PROBLEM STATEMENT> Copy the result of filtering the entries below for lines that include the string "single".

DATA FOR REVIEW>
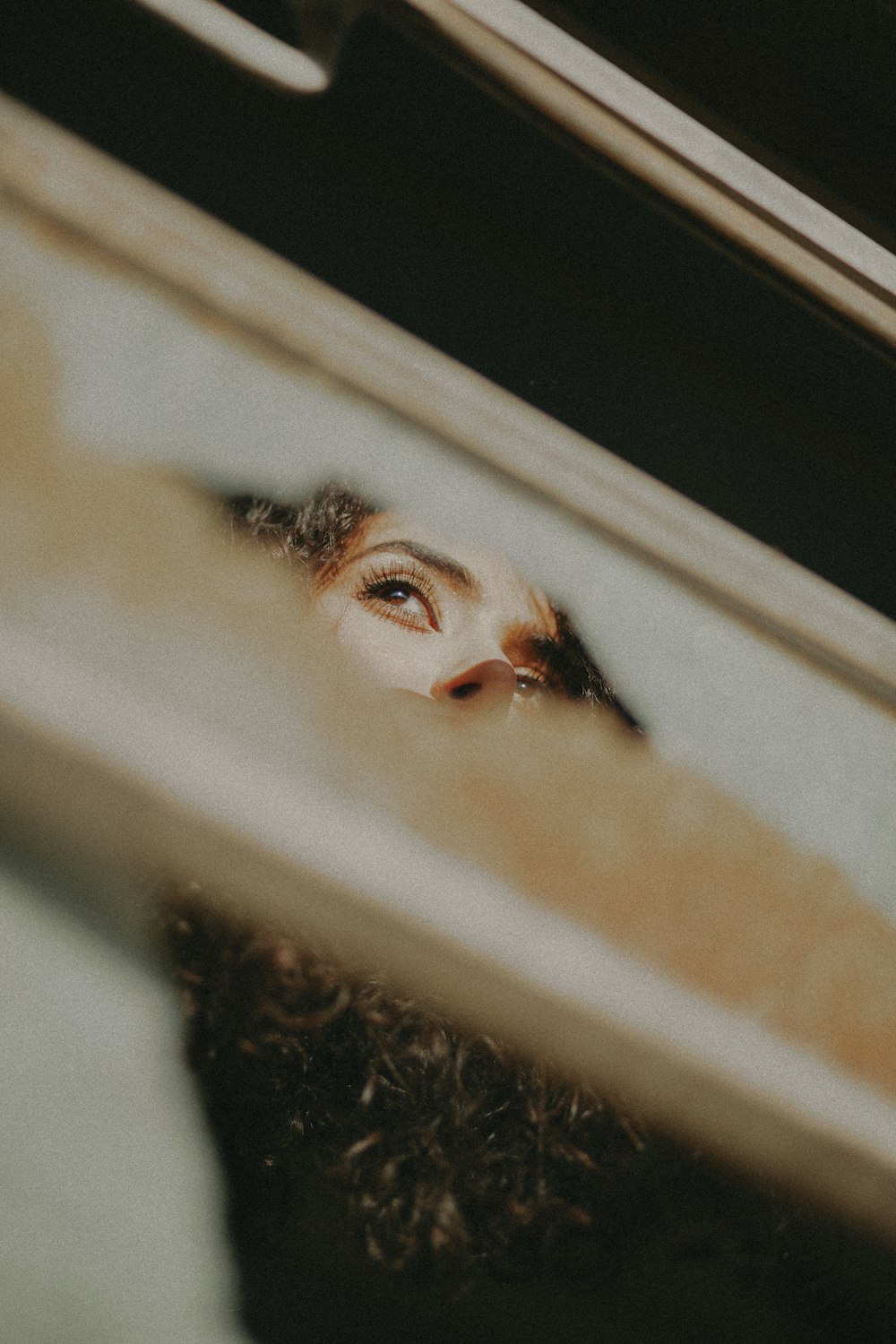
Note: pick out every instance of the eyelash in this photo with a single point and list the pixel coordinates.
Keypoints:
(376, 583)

...

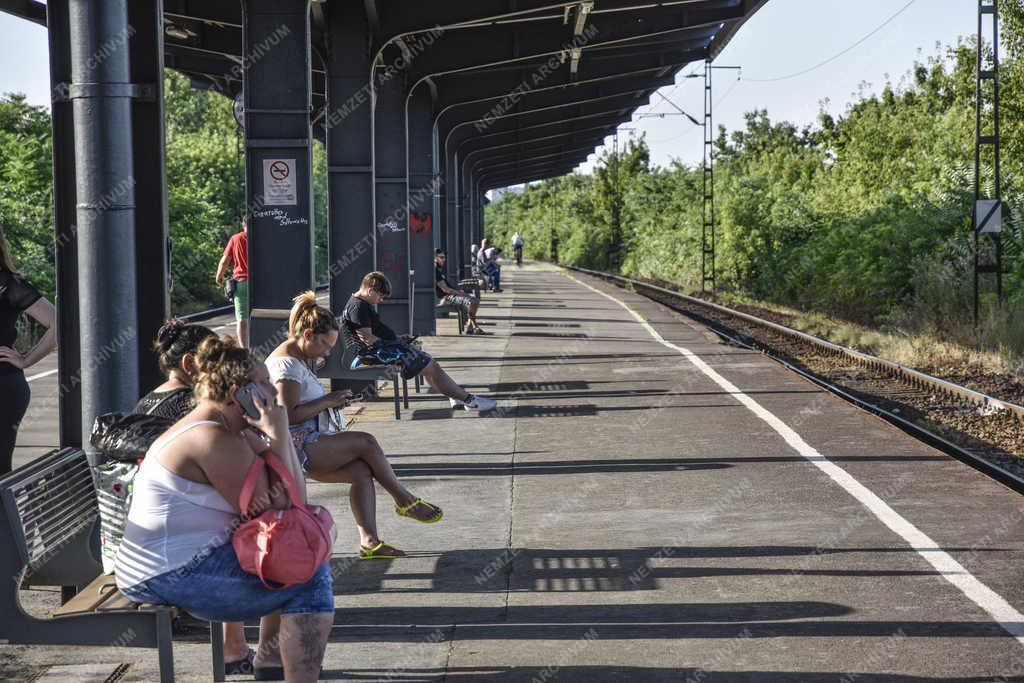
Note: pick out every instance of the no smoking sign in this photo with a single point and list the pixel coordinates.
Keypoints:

==

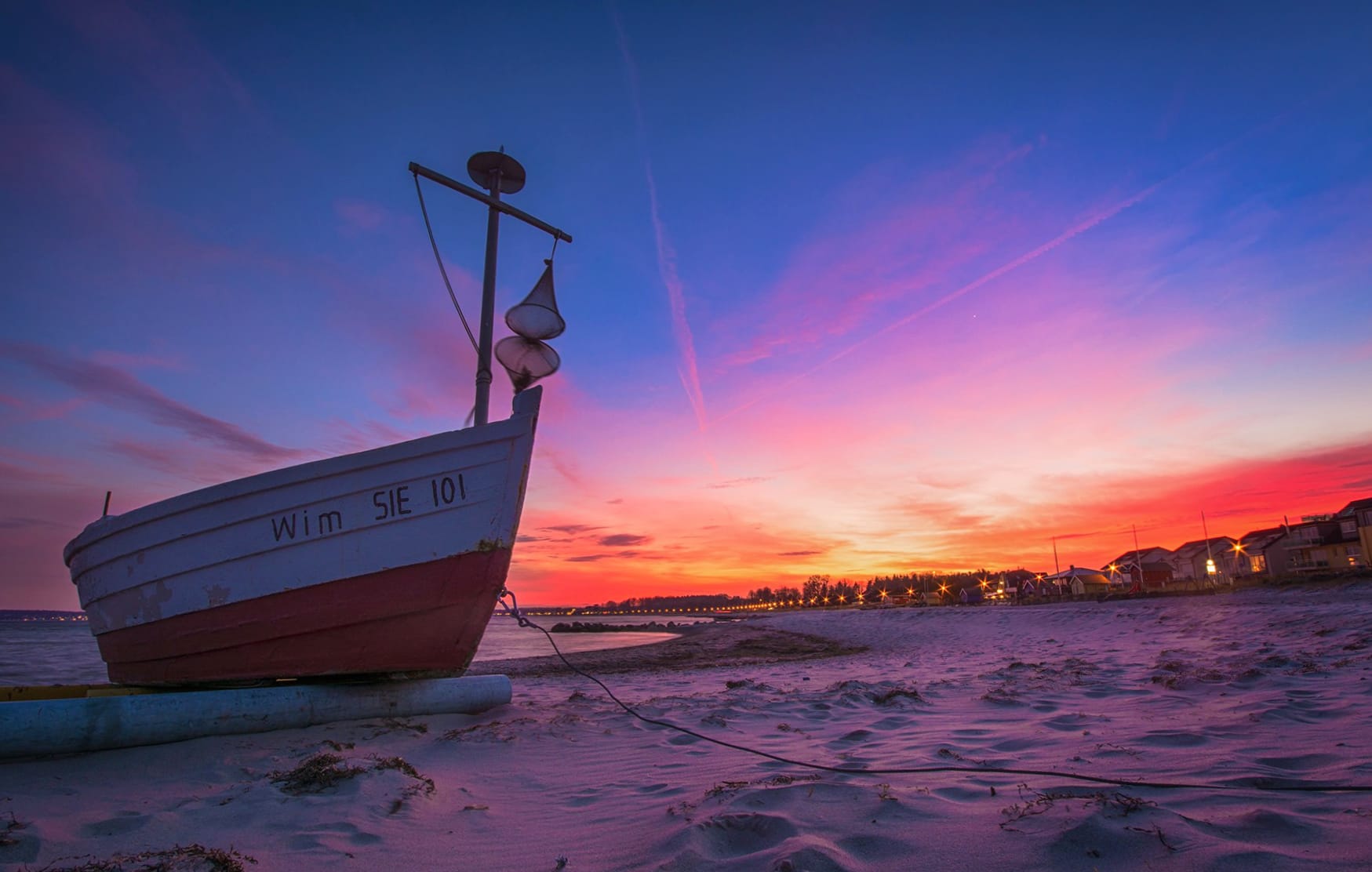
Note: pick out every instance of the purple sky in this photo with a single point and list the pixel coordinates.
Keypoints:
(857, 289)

RESULT FOR THIS EXERCISE>
Note: pick out every instance of the eyelash in this photo with a single point and list the pixel coordinates.
Note: pick out every instance of the no smoking sign in this photo with a single point and list the pixel coordinates.
Note: pick out every instance of the purple sky in this photo with a single point and list the pixel coordinates.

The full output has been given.